REQUIREMENTS | Output only the span of lines that begins at the line containing "sculpture, placing one marker per instance" and ends at the last line of the data, both included, exactly as they appear.

RECORDED INFORMATION |
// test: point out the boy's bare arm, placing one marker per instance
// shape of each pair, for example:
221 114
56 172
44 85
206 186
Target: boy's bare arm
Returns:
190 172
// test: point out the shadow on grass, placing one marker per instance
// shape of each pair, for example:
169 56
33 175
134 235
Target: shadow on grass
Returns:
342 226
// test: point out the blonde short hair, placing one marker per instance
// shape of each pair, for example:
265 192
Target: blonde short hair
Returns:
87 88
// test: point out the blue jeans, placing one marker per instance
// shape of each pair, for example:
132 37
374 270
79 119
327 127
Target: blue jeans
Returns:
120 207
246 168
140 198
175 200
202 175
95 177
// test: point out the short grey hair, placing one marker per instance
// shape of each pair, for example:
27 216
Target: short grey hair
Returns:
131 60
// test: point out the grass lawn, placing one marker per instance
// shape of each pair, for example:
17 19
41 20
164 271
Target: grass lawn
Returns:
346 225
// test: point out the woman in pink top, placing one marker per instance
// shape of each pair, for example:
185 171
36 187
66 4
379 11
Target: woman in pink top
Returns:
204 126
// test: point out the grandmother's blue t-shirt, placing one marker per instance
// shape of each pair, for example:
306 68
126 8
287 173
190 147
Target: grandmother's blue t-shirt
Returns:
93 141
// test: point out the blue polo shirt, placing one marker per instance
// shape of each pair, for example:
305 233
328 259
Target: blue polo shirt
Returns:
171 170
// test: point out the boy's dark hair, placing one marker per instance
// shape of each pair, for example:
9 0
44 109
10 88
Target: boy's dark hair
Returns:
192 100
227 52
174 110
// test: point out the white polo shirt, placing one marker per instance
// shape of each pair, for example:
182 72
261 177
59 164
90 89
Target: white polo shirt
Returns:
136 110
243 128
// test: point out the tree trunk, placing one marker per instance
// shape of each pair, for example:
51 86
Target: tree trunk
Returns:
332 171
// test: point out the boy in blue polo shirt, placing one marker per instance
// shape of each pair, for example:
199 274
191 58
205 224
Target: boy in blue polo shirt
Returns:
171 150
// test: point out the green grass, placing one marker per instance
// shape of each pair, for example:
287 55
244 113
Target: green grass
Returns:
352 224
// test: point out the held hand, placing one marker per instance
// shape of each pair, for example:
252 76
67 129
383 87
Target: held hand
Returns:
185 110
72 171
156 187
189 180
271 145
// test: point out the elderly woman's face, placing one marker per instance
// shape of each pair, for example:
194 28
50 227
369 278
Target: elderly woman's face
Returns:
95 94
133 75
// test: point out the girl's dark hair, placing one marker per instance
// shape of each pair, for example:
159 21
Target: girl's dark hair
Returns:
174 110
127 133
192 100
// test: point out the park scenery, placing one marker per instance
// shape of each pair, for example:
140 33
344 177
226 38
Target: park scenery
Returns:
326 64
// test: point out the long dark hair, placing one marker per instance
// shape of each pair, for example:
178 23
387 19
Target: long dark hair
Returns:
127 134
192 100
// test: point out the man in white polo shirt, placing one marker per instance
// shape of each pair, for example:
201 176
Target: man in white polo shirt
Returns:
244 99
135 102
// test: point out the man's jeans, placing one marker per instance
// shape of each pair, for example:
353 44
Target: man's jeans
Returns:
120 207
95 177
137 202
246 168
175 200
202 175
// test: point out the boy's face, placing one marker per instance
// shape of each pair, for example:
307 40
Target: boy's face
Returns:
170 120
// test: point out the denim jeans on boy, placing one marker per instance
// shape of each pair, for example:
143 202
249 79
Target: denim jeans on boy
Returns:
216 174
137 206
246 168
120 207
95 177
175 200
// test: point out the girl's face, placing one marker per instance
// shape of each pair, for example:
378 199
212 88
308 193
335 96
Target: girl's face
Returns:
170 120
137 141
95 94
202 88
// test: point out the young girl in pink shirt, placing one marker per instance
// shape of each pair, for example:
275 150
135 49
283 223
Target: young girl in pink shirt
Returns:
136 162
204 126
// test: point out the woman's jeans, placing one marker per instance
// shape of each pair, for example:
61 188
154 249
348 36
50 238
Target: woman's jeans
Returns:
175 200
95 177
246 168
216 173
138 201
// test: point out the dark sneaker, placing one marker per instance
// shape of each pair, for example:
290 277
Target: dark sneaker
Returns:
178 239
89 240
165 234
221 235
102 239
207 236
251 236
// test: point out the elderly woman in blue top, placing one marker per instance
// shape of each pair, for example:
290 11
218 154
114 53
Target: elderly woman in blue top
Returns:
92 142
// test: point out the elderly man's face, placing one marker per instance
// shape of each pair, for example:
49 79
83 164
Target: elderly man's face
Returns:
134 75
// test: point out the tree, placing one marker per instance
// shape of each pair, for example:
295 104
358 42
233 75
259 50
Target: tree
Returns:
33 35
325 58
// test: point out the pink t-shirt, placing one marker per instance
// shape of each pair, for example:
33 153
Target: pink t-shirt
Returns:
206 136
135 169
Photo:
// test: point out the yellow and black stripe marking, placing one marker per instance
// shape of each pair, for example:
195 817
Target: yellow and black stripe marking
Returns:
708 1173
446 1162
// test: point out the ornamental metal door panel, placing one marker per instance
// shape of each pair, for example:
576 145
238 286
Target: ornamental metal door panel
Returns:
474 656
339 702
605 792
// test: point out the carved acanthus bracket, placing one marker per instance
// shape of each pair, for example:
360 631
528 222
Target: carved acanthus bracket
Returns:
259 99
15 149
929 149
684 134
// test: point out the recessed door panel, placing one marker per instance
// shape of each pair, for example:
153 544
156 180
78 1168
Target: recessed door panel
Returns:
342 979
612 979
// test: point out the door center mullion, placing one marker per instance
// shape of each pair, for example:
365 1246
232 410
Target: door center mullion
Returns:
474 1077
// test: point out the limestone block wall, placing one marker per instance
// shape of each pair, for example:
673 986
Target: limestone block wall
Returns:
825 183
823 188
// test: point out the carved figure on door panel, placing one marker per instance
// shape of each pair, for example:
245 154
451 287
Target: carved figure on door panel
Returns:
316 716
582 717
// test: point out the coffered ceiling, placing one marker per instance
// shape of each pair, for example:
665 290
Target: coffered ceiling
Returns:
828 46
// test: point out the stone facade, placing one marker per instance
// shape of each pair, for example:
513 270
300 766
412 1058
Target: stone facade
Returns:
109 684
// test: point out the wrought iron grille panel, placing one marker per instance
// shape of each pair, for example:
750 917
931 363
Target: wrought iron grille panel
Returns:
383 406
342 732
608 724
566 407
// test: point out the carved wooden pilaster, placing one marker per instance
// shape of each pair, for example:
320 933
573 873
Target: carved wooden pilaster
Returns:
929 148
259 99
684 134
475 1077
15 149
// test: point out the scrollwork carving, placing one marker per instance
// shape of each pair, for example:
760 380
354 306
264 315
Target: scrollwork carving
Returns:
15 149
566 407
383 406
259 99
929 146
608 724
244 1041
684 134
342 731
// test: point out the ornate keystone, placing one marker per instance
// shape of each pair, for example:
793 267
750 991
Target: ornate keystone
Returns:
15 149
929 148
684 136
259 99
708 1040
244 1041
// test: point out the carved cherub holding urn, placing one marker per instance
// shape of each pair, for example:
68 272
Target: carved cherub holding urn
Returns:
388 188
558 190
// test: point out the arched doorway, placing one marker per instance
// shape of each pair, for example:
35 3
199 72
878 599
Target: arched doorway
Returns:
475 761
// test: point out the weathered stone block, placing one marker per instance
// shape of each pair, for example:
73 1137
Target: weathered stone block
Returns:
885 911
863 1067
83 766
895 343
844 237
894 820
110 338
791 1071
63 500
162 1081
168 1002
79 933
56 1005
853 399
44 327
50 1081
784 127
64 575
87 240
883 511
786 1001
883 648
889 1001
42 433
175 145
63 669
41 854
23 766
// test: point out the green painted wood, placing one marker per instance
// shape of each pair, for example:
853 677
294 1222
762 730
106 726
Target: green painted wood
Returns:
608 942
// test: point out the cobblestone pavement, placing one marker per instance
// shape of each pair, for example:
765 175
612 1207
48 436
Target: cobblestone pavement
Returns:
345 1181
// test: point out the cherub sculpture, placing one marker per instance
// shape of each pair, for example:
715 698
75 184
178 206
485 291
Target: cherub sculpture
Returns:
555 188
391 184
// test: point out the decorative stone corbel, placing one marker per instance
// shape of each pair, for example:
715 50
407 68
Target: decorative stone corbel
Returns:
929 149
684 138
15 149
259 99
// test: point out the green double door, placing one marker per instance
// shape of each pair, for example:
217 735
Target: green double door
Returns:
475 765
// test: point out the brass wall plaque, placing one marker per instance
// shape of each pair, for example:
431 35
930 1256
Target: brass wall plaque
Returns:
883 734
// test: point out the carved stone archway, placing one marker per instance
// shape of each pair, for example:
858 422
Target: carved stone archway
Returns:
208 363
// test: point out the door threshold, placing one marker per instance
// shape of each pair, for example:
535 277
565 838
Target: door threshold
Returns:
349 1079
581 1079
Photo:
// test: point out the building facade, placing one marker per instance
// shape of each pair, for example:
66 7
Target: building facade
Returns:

EXERCISE RESPONSE |
// test: point out the cherub sculpture, placing one marker per instance
// shape of each pair, for example:
715 698
75 184
178 206
485 291
Target: cherub sculpture
Returns:
555 188
391 184
// test: point out the decorative stone corbel, placing one marker per instance
// shape of each pair, for example:
715 50
407 68
Target: decorative stone corbel
Returns:
929 149
684 138
15 149
259 99
// test: point out the green double door, placing one marker per instance
// shape of each pair, for example:
217 735
Target: green double door
Returns:
475 765
// test: point out the brass wall plaque, placing one marker per instance
// shape of each pair, for example:
431 35
930 1256
Target: brass wall plaque
Returns:
883 734
// test: point out the carved stone archway, placing one marker per instance
// shape of each pair, for example:
858 422
Target: carved stone archway
Returns:
208 363
// test: point out the door threshold, placing one marker per instance
// shape of each pair, for example:
535 277
565 838
Target: door threshold
Returns:
349 1079
581 1079
Photo:
// test: point out the building facade, placing one marker per instance
// shape of each pair, for example:
66 7
Target: building facade
Returns:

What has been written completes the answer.